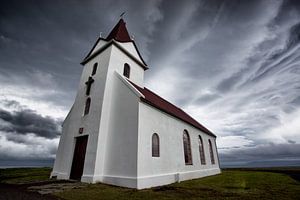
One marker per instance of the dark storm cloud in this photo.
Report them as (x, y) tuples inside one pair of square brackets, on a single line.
[(27, 121), (263, 152)]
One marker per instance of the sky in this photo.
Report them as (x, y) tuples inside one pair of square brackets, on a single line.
[(233, 65)]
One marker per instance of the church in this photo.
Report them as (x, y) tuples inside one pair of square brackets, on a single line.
[(121, 133)]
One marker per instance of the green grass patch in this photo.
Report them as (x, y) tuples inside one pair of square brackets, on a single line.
[(24, 175), (231, 184)]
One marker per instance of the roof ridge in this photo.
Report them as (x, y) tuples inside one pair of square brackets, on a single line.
┄┄┄┄┄┄┄┄┄┄
• **Task directions**
Reproduce all of the entries above word for word, leaving out the pictures.

• **Answer to this exercise**
One marker per instance of the dark storm cloud in this photo.
Report them as (x, y) tuples inside one pair of square brackets, on a single line.
[(27, 121), (263, 152)]
One marker per instance of the sky in this photo.
Report them as (x, y) tuples inside one pair of square brackets, on a single line.
[(233, 65)]
One marker per instance of the church in this photo.
Report them as (x, y) tuples inside one pair of square brackets, on a single line.
[(121, 133)]
One marker per instance of the green grass patch in this photo.
Report them as (x, y) tuples inside one pair of square brackets, on a single line.
[(24, 175), (231, 184)]
One marker per instance of the roof ridge in this photo.
Report them as (x, y) tuples inside one pair of square brackets, on a single line.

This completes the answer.